--- Written request 1 ---
Using the interview, tell whether each statement below agrees with it. Answer yes or no for each, and quote the deciding words from the interview.
(a) Mallory moves to Gold Valley, Oregon.
(b) For this book, the plot came before the characters.
(c) Colt turns out to be Mallory's new landlord.
--- Written request 2 ---
Print the part of the interview starting at "Colt and Mallory" and ending at "to place them.".
--- Written request 3 ---
Answer these questions from the interview.
(a) Whose baby does Colt end up caring for?
(b) What is the name of the hero in the last 5 star read?
(c) Who wrote I'm Only Wicked With You?

━━━━━ Given text ━━━━━

Please
give the elevator pitch for The True Cowboy of Sunset Ridge.
When Mallory Chance finally ditches her
deadbeat boyfriend and moves to Gold Valley, Oregon to start over she's ready
for adventure. So when she locks eyes with a hot cowboy across the bar in town,
she decides to throw caution to the wind and do something she's never done
before - have one hot night with a stranger.
But her hot night is complicated by the
fact that it turns out her anonymous hook up is Colt Daniels - related to her
brother by marriage, and also, her new landlord. And when Colt ends up caring
for his deceased friend's tiny baby, he needs help. But playing house with
strong, handsome Colt makes Mallory long for things she thought she'd let go
of. In the end will they be torn apart, or will they be able to set aside their
grief and make a family?
Which
came first, the characters or the plot line?
Colt and Mallory have both been in
different books in the Gold Valley series, so they came first for me, and then
when it was time to tell their stories, the plot came from them. That's how it
usually works for me, characters come in strongly first and then I figure out
how to place them.
Why
do you love Mallory and Colt and why should readers root for them?
Both Mallory and Colt have suffered a lot
of loss in their lives, but they both give a lot to their families, but have a
hard time accepting love for themselves. Also, there's a gratuitous scene where
Mallory walks in on Colt in the bath tub, and i was really rooting for them
both there.
What
was your last 5 star read?
I'm Only Wicked With You by Julie Anne
Long. The hero, Hugh Cassidy is one of the best romance heroes I've ever read.
He's a rogueish American and the way he plays off of the very aristocratic
heroine is so perfect. It's breathtakingly romantic, and everyone should read it
right now!
What
is one thing about publishing you wish someone would have told you?
I'm glad that I
didn't know too much about publishing when I started out! I didn't have any
expectations, I was just amazed that someone thought my book was good enough
for people to read. And when things get challenging in publishing - as they
sometimes do - I try to go back to that simple thing. I get to write stories,
and people read them. And it doesn't get more amazing than that!

━━━━━ Listed records ━━━━━

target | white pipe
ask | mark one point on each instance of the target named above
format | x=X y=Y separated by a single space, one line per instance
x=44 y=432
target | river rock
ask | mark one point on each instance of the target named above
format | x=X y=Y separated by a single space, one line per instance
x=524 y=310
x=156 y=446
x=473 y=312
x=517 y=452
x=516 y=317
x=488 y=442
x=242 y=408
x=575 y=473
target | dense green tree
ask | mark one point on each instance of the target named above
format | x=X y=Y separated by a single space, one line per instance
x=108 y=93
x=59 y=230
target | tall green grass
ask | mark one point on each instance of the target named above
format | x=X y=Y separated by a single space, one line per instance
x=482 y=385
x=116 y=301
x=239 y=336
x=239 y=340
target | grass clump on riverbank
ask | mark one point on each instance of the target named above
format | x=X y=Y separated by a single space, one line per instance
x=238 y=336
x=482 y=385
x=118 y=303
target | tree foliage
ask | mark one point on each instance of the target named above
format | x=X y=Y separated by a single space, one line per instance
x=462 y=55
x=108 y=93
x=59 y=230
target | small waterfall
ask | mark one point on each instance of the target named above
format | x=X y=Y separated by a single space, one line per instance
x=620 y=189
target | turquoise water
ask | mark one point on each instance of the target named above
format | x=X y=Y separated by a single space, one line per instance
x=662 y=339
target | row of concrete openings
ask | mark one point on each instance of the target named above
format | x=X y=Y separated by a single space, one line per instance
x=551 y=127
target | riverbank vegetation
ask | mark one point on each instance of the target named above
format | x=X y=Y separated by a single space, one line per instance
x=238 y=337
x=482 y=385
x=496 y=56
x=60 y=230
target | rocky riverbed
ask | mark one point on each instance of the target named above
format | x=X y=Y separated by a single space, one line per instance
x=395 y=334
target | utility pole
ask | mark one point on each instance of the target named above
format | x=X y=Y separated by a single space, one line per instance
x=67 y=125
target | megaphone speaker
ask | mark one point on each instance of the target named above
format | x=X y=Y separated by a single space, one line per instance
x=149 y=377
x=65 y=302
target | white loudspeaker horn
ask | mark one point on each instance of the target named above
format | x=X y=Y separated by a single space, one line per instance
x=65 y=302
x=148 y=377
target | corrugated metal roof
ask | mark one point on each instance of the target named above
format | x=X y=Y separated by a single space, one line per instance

━━━━━

--- Final answer 1 ---
(a) Yes: "moves to Gold Valley, Oregon to start over"
(b) No: "Colt and Mallory have both been in different books in the Gold Valley series, so they came first for me, and then when it was time to tell their stories, the plot came from them."
(c) Yes: "and also, her new landlord."

--- Final answer 2 ---
Colt and Mallory have both been in
different books in the Gold Valley series, so they came first for me, and then
when it was time to tell their stories, the plot came from them. That's how it
usually works for me, characters come in strongly first and then I figure out
how to place them.

--- Final answer 3 ---
(a) His deceased friend's.
(b) Hugh Cassidy.
(c) Julie Anne Long.